> [Selected passage]
We Are all Palestinian

By Joharah Baker

Yesterday, March 24, clashes broke out in the Palestinian-Arab town of Um Al Fahm inside Israel between the residents and Israeli police and right-wing demonstrators. The incident was an accident waiting to happen, so to say, given the players involved. Apparently, a group of right-wing Israelis had received approval from Israel’s High Court to march within the municipal borders of Um Al Fahm but not inside the city. While the actual intent of the march still remains unclear, it seems Israel’s right-wingers – many of them settlers living in Hebron – want to force Israel’s Arab-Palestinian residents to express their "loyalty to the state."

Just how a provocative march along the outskirts of an Arab city inside Israel would accomplish this feat is a mystery. The only possible outcome of such a march could be what actually happened – a clash between the residents of the city and the right-wing Israelis whose self-righteousness has clearly crossed over into outright racism. How else could the imposition of loyalty to the state, whether these residents acquiesce or not, be explained? There really is only one logical explanation, the overall negativity most Israeli Jews harbor towards their Palestinian neighbors within the borders of the Jewish state.

This is not a newborn animosity, nor is it one that is likely to be repaired any time soon as long as the state of Israel is structured in such a discriminatory and racist fashion. The 1.2 million Palestinians living inside Israel’s borders have been a thorn in Israel’s side every since its establishment over 60 years ago. While Israel successfully expelled the majority of Palestinians – 800,000 of them- from their original homes back in 1948, thus creating the most longstanding refugee problem in the world, it did not finish off the job completely. There were those Palestinians who remained, for whatever reason, in their villages, cities and homes, saved from the massacres, destruction and expulsion that befell their fellow Palestinians in other areas.

Since then, Israel’s Palestinian population has endured a silent struggle to be equal citizens in a state that only espouses equality for Jews. They have been delegated to second and sometimes third class citizens, their villages and towns often ignored and therefore much less developed than their Israeli counterparts. Most importantly, though, their national loyalties are always under the scrutiny of Israel, which insists that as long as they are citizens of the state that is where their allegiances much lie.

> [Supplied material]
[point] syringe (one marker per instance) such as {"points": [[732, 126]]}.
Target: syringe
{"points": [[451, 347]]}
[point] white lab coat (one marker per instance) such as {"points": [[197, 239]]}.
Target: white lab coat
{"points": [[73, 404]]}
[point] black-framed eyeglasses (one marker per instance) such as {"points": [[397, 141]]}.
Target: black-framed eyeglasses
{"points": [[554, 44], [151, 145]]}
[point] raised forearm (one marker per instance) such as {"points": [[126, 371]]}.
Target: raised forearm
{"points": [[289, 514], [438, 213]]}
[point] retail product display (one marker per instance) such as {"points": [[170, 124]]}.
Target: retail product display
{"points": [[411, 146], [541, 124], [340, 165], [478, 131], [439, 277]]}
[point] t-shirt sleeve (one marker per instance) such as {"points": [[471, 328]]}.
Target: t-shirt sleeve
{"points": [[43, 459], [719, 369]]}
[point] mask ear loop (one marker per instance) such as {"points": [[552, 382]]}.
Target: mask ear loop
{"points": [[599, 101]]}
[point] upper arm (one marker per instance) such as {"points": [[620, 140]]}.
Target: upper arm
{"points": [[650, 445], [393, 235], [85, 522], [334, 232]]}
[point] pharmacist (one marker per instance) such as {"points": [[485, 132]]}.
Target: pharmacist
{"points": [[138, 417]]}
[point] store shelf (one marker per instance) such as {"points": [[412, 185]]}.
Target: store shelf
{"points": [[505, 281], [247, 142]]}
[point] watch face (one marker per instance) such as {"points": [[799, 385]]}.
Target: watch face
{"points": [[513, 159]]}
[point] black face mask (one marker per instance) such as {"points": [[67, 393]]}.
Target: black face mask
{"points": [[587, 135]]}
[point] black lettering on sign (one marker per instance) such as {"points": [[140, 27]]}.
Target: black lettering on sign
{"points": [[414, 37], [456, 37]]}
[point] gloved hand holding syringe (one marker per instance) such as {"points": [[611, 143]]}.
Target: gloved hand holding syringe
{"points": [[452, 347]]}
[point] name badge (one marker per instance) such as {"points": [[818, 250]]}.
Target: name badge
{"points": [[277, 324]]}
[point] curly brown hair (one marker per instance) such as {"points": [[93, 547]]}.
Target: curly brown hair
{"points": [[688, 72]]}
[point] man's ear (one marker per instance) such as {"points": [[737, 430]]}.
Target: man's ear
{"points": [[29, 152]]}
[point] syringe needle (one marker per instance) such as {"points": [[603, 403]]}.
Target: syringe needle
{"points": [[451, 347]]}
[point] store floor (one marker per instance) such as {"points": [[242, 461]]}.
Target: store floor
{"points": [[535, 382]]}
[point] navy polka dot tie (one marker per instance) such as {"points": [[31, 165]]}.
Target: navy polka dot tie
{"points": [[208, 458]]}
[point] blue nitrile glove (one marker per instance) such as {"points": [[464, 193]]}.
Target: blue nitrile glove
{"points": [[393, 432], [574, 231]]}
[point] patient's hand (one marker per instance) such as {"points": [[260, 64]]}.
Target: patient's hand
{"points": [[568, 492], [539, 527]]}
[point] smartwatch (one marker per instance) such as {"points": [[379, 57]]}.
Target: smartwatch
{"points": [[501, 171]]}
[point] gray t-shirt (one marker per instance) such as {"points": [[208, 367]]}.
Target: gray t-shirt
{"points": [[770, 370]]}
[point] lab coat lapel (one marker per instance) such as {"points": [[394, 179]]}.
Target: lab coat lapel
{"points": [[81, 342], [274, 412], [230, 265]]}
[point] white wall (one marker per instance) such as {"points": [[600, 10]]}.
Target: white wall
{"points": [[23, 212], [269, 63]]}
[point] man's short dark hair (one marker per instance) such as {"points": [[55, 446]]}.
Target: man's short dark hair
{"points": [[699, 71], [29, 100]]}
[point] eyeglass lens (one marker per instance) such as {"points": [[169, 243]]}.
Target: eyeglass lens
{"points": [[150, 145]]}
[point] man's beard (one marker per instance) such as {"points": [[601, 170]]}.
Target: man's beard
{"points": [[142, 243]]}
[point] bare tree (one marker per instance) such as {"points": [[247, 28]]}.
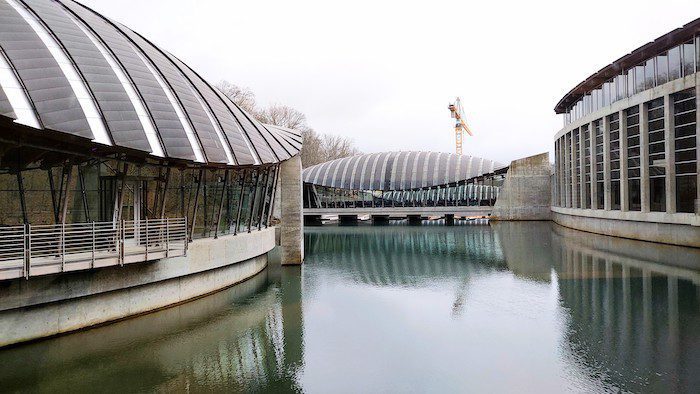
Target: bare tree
{"points": [[244, 97], [282, 115], [321, 148], [316, 148]]}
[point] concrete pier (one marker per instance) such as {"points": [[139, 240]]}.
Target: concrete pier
{"points": [[291, 226], [312, 220], [526, 191], [415, 220]]}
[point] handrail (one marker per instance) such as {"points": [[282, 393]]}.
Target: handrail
{"points": [[33, 250]]}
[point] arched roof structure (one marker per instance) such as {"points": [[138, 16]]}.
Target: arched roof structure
{"points": [[398, 170], [64, 68]]}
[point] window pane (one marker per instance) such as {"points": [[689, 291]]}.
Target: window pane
{"points": [[630, 82], [649, 74], [661, 69], [674, 63], [639, 79], [688, 58]]}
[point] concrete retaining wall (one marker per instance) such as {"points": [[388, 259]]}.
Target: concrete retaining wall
{"points": [[52, 305], [526, 191]]}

> [Written request A]
List every line of the records that contains the string "polka", treating uppercase and lowercase as different.
> [Written request B]
Pick up the article on the Um Al Fahm clashes after its last sentence and carry it forward.

> [Exercise answer A]
[point] navy polka dot tie (one marker per instance) such as {"points": [[31, 165]]}.
Target: navy polka dot tie

> [Exercise answer B]
Hence the clashes. Palestinians inside Israel may carry Israeli passports, but in general cannot feel affiliation with a state that alienates them socially, religiously and nationally. This is a country whose primary goal in 1948 was to create a state on land without a people, which meant annihilating those already there along with their culture, history and heritage. Those who remained were both lucky and not. They remained on their land and in their homes, which is by all means a better plight than being exiled and forced into a life of refuge. However, their plight was not without hardship. For the past 60 years the Palestinians inside Israel have been made to endure constant discrimination in the education system, in services and in family reunification laws.

One example of this discrimination is the 2003 Citizenship Law, which bans family reunification between any Palestinian citizen of Israel and West Bank Palestinians, given that the Palestinian territories are considered an "enemy state". The same law applies to Lebanon, Syria, Iraq and Iran.

Anyone who knows anything about Palestinian culture and the close knit ties between families will know that such a law could only have disastrous results. With extended families spread out throughout all of historical Palestine or in the refugee camps of Lebanon and Syria, such unions between members of the different geographical groups are inevitable. Refusal of family reunification means that, essentially, the couple cannot live together in Israel unless one spouse remains "illegal" and is therefore vulnerable to deportation or prosecution. Children produced by this union may not be recognized by the state and therefore are deprived of basic rights granted to any other child born in Israel.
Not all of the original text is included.